▸ TRY IT
Please report every line in the entries that contains the string "sneaker".

▸ TASK INPUT

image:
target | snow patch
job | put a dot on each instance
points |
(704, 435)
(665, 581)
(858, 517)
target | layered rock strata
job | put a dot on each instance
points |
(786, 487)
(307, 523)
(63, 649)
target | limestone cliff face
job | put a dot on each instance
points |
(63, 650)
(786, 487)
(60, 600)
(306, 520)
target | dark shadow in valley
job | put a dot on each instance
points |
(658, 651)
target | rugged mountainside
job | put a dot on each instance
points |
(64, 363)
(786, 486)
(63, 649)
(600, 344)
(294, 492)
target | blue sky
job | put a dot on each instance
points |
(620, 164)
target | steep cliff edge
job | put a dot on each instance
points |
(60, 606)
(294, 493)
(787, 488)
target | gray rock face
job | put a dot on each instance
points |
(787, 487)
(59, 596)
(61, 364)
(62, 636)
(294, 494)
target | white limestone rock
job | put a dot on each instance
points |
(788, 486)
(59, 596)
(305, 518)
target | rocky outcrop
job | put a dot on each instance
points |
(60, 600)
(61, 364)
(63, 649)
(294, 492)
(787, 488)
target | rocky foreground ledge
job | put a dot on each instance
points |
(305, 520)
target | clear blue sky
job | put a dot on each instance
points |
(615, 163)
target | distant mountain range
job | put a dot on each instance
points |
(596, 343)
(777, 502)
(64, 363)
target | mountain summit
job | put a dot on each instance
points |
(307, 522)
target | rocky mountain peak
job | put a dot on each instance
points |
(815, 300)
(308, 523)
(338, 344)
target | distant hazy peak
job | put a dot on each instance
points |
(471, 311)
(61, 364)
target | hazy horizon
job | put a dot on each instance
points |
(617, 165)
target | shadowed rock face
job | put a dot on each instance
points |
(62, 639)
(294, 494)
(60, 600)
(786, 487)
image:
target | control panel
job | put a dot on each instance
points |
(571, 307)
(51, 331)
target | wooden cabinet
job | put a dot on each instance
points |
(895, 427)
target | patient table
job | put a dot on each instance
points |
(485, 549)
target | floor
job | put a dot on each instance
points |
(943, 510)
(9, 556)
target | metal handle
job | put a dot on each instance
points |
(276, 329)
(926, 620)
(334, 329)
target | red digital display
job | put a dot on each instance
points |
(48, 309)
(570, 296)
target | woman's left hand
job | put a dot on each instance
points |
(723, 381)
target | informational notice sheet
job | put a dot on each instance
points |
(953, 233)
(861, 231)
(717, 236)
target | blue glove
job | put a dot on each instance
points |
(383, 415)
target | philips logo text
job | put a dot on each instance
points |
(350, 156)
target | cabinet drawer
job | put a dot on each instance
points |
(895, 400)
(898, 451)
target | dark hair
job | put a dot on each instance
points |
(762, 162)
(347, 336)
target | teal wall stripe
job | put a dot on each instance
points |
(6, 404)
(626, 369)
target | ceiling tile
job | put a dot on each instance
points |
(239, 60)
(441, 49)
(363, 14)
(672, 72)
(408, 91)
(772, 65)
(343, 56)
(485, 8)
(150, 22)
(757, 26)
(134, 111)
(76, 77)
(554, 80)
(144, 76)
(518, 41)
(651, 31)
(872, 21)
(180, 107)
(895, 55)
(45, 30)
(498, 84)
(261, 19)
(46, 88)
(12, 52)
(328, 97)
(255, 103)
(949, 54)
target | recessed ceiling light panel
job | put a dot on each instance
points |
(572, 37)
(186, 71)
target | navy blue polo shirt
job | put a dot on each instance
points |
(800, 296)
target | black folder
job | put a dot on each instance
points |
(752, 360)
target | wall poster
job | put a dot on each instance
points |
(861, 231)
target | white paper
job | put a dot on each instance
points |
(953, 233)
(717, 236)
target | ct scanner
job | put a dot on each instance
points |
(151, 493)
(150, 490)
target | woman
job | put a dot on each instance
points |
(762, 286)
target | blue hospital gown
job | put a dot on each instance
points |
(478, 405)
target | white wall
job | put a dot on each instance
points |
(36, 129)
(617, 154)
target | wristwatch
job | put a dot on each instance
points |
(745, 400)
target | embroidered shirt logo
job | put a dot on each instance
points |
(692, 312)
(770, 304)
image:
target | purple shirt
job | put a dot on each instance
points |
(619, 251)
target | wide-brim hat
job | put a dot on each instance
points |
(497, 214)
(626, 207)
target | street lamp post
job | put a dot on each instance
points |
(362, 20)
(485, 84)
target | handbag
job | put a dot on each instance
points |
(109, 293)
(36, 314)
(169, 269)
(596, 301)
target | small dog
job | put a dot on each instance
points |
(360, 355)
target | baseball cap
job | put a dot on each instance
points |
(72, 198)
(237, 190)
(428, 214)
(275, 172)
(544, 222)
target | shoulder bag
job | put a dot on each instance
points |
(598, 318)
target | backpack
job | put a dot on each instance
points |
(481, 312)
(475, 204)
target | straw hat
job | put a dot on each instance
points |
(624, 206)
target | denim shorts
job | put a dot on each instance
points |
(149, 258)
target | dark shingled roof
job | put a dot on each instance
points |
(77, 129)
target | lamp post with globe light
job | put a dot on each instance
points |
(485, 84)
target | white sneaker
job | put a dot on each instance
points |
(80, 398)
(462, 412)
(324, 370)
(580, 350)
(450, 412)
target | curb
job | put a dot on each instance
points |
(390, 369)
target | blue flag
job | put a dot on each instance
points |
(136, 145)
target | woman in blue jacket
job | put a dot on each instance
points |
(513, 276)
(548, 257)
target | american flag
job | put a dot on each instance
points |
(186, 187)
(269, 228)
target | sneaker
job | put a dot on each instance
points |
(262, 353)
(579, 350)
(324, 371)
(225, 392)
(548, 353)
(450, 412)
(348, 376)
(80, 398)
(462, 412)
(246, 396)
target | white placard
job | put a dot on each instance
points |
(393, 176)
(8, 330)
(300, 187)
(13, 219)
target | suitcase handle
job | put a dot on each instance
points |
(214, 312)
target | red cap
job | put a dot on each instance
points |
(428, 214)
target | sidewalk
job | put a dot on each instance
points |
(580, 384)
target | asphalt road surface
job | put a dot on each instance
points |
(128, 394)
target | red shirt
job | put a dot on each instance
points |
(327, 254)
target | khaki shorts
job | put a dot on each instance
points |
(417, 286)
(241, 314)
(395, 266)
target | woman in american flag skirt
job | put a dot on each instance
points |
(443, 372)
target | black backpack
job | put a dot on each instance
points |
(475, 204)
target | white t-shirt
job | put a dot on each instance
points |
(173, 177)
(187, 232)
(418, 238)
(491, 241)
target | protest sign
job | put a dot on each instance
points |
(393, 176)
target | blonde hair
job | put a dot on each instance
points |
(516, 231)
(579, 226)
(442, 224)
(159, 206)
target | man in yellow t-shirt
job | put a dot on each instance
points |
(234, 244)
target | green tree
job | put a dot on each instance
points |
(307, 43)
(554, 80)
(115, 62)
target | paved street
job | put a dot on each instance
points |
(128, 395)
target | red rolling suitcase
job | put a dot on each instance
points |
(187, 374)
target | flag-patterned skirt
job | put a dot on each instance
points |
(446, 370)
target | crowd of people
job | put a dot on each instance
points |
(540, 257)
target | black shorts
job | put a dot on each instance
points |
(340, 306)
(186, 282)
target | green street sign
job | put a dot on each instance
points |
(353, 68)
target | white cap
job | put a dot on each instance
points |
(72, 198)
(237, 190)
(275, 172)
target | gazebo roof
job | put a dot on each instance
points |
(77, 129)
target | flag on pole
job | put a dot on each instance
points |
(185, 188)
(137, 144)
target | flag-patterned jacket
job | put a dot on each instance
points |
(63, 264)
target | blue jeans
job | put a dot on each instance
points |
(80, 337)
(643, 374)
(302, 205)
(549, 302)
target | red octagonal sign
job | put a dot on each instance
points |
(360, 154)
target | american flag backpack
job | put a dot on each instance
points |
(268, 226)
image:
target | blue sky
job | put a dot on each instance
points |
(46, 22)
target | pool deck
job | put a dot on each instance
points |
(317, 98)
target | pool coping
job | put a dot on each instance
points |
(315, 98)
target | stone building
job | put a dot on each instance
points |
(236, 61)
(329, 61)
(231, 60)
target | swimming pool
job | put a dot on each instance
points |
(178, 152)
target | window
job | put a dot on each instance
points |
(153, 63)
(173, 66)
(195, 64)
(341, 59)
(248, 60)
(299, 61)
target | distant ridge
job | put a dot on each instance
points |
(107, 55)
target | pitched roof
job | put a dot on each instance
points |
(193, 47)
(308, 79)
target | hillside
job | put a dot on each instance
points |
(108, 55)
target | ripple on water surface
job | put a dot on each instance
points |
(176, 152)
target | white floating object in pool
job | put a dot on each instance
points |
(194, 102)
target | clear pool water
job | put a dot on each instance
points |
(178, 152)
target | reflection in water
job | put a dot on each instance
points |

▸ EXERCISE RESULT
target | white sneaker
target | sneaker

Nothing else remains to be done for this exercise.